- **Point-per-instance localization data**:
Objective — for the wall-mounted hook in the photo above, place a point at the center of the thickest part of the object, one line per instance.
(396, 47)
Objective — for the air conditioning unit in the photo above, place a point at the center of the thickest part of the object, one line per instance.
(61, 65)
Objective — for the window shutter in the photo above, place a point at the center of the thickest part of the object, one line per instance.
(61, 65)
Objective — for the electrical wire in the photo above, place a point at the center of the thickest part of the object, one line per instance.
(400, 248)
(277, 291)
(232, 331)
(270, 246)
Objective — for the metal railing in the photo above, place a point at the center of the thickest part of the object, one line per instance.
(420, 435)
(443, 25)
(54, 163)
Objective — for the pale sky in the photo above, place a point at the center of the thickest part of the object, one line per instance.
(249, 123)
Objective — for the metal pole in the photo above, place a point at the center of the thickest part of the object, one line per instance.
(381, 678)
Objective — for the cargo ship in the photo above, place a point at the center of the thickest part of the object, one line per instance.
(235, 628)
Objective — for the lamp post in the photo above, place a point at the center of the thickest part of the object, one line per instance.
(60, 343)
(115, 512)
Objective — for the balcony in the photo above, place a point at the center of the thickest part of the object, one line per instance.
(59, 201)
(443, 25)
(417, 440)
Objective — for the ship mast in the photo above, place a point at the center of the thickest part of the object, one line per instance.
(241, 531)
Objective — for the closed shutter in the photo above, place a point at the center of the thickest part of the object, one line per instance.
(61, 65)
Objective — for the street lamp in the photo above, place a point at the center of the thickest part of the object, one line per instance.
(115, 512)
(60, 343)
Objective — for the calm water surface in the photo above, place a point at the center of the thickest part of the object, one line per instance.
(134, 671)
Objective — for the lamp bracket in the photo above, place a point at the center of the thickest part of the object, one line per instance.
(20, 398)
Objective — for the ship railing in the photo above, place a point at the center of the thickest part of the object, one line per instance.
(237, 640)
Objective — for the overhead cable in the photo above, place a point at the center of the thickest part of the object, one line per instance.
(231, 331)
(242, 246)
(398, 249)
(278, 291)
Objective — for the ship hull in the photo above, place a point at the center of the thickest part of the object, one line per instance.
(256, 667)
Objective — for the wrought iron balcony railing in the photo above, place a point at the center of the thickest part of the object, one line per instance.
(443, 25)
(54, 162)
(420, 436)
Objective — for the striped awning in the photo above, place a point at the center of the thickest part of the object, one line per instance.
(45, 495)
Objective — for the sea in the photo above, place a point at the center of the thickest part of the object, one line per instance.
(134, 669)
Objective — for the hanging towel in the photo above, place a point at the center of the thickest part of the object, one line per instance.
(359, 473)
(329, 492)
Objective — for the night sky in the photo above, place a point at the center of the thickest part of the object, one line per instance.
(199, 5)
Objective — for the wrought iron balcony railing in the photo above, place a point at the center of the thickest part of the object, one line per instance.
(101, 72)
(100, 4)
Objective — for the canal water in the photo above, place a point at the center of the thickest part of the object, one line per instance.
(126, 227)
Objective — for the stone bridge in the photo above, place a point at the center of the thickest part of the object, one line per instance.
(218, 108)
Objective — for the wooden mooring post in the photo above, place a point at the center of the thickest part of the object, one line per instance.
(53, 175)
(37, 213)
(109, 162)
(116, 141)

- **ACTIVITY**: Nothing should be omitted or altered. Retype the records exactly.

- **COMPLETED TASK**:
Objective — for the wall-mounted hook in the photo above, place a point at the center of the thickest part of the object, one line per instance.
(396, 47)
Objective — for the air conditioning unit in the photo above, place a point at the center of the thickest part of the object, one line per instance.
(61, 65)
Objective — for the window shutter in the photo above, place a point at the center of the thickest part of the object, one line per instance.
(61, 65)
Objective — for the electrical wire in the photo above, place a point at the center of the thickest part of the object, one line per instance.
(400, 248)
(277, 291)
(232, 331)
(270, 246)
Objective — for the metal railing in the photo above, place a point at the center of the thickest part of the object, one line per instance.
(420, 435)
(443, 25)
(54, 163)
Objective — for the pale sky in the photo above, place a point at the center of the thickest part of the object, one line per instance.
(249, 123)
Objective — for the metal pole in the photo above, place a point at the center of the thickest part of the object, one line per instance.
(381, 678)
Objective — for the cargo ship in the photo above, place a point at the center of the thickest part of the object, one line per instance.
(235, 628)
Objective — for the lamp post in the photo above, place a point at the center of the thickest part of the object, one line per instance.
(60, 343)
(115, 512)
Objective — for the balcony in the photo above, place a point at the center of the thickest part of the object, one line per instance.
(59, 201)
(443, 25)
(417, 440)
Objective — for the ship mast in the photo above, place a point at the center of the thickest part of the object, one line per instance.
(241, 531)
Objective — for the closed shutter in the photo above, place a point at the center of the thickest part of the object, one line per instance.
(61, 65)
Objective — for the street lamp in the photo above, place a point at the center of the thickest part of the object, one line per instance.
(115, 512)
(60, 343)
Objective — for the calm water surface in the photo above, place a point at the center of the thickest part of the object, one line per instance.
(134, 671)
Objective — for the lamp bracket in the photo above, place a point at the center of the thickest part of the object, one line per instance.
(20, 398)
Objective — for the ship railing in the photo above, place a point at the center of the thickest part of the object, one line per instance.
(237, 640)
Objective — for the overhead cable in the photo above, place a point at the center of the thickest part of the object, one line per instance.
(231, 331)
(242, 246)
(398, 249)
(278, 291)
Objective — for the ship hull in the photo above, place a point at the center of the thickest part of the object, one line per instance.
(256, 667)
Objective — for the wrought iron balcony railing in the photo above, place a point at the center of the thickest part of the object, one line per instance.
(443, 25)
(54, 162)
(420, 436)
Objective — for the striped awning in the photo above, place a point at the center of the thickest part of the object, one line per instance.
(45, 495)
Objective — for the sea in the photo above, place a point at the center of the thickest part of the object, one line per instance.
(134, 669)
Objective — for the hanging towel in the photo above, place a point at the center of the thickest part of the object, one line per instance.
(359, 473)
(329, 492)
Objective — for the night sky in the photo above, place a point at the center of the thickest part of the object, one line per instance.
(199, 5)
Objective — for the wrought iron balcony railing in the photo above, place a point at the center of the thickest part of the object, one line per instance.
(101, 72)
(100, 4)
Objective — for the canal water in the photo above, place a point at the center of the thickest part of the object, one line per instance.
(126, 227)
Objective — for the stone bridge in the photo above, place a point at the center of the thickest part of the object, one line per instance.
(218, 108)
Objective — for the wooden mooring post in the photo above, place a point at the center of the thickest part of the object, one line per instance.
(53, 175)
(37, 213)
(109, 162)
(116, 141)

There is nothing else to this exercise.